⟨

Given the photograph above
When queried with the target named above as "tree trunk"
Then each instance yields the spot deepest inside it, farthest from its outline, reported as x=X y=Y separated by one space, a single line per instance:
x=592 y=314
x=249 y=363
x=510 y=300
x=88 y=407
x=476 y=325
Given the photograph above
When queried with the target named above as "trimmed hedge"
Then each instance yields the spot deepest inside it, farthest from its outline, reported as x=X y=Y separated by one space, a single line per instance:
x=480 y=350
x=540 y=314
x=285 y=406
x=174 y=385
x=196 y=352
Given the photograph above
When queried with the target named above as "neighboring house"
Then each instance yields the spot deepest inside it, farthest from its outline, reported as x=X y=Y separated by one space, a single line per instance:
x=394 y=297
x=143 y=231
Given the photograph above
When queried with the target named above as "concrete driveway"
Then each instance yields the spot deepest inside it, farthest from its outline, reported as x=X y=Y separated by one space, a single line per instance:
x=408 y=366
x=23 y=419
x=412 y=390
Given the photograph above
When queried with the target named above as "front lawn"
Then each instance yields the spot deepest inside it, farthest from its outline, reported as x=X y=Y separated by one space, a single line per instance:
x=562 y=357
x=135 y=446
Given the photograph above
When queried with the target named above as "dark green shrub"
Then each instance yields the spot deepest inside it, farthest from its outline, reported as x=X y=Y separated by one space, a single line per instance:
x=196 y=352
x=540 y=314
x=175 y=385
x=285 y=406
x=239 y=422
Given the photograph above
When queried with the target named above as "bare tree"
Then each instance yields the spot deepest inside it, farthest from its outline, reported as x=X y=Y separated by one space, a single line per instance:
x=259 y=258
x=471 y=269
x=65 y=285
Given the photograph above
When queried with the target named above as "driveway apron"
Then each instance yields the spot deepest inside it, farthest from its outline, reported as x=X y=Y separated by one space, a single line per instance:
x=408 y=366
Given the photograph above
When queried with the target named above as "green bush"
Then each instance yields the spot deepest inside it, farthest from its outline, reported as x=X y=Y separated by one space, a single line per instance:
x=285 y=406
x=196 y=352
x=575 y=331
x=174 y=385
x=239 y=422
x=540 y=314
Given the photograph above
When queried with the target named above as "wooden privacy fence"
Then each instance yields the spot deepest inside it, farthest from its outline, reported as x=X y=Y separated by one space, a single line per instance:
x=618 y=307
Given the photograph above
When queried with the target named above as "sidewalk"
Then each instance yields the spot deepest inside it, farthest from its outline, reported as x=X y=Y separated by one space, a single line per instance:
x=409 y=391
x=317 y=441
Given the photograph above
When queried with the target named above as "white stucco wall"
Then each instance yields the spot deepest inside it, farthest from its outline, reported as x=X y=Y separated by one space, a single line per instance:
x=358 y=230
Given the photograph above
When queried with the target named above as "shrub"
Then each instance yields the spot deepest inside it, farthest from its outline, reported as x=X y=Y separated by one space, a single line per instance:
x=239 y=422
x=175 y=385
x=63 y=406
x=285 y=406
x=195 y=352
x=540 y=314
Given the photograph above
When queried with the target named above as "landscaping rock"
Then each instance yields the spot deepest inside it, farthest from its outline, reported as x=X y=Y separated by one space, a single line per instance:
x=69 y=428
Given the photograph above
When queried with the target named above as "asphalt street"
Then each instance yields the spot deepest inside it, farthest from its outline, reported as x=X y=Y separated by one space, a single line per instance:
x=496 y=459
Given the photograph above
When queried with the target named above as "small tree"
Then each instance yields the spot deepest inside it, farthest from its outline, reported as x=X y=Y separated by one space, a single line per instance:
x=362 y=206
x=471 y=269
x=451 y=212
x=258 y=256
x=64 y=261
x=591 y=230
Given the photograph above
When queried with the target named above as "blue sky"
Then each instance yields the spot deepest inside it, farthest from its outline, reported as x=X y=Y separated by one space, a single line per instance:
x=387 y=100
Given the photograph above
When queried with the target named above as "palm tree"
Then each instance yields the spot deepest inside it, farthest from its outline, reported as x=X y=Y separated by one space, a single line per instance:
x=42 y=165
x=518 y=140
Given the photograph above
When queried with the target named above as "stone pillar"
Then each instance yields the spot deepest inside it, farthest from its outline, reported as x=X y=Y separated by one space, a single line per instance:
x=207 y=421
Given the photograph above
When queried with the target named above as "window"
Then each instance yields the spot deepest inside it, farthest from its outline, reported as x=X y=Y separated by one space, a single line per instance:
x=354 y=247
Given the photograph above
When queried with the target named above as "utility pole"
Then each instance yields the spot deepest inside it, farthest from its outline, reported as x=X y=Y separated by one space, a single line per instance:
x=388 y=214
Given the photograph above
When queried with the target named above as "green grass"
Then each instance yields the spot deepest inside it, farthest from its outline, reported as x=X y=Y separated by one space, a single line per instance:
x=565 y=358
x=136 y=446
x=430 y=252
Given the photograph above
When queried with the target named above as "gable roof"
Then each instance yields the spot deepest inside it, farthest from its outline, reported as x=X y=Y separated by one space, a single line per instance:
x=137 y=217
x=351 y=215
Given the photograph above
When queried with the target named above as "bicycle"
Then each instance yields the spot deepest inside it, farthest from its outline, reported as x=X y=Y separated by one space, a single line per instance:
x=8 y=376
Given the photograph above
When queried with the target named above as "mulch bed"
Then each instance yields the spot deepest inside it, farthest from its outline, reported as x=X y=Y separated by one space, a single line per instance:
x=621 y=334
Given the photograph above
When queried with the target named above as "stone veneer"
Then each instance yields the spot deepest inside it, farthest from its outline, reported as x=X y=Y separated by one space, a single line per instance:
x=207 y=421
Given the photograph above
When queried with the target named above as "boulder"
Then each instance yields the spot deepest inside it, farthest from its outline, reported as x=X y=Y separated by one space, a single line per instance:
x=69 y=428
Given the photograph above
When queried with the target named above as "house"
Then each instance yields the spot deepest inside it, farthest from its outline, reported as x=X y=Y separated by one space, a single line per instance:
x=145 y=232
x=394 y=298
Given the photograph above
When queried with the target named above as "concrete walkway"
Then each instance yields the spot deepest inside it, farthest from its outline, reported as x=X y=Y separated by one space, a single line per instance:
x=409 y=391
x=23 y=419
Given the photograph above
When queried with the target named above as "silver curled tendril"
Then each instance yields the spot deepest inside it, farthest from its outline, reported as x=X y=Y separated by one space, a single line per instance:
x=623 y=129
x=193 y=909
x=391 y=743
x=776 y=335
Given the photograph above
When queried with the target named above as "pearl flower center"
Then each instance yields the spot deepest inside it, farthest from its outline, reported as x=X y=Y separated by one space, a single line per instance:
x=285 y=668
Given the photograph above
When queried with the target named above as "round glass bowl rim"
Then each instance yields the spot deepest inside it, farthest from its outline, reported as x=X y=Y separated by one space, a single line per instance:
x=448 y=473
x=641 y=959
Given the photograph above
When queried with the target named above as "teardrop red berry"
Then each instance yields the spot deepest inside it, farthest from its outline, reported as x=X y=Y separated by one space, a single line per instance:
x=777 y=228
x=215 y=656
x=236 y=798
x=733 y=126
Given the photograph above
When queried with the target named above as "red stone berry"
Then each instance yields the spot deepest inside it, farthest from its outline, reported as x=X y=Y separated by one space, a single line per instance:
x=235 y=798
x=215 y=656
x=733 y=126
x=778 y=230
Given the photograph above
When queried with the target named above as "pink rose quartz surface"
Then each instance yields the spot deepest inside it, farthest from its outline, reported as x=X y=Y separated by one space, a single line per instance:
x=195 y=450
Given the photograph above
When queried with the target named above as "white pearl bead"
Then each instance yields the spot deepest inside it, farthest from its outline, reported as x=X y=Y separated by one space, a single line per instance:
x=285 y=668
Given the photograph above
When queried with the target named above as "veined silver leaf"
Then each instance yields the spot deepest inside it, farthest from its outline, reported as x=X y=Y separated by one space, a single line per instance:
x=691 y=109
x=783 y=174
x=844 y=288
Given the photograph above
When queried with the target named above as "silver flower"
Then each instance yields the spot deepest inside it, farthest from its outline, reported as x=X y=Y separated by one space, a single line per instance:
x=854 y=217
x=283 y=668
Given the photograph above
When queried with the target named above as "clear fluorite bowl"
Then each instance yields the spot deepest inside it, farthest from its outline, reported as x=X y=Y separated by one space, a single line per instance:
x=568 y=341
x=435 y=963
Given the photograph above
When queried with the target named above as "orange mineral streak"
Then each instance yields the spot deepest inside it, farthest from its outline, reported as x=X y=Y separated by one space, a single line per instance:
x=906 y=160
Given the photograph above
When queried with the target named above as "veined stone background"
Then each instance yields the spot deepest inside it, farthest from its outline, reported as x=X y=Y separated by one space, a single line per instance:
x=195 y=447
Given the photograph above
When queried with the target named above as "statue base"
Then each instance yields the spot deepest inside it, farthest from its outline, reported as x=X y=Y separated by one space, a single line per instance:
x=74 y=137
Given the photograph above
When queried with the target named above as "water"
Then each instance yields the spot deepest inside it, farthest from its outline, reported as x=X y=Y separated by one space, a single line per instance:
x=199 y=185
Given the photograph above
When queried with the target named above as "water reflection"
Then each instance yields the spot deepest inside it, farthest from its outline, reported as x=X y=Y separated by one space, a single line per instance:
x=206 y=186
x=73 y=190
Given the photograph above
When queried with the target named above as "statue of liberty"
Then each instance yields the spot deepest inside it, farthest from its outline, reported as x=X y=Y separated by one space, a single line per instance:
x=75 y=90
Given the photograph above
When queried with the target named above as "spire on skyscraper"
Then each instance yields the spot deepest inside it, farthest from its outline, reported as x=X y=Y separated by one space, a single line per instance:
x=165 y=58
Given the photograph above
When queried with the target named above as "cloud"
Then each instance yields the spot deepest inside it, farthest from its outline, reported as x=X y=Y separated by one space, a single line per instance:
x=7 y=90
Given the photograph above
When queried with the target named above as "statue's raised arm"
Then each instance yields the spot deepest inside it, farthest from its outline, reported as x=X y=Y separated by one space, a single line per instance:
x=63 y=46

⟩

■ ASSIGNMENT
Determine how many lines of the listing include the word "shrub" and report nothing but the number.

■ WRITTEN SOLUTION
2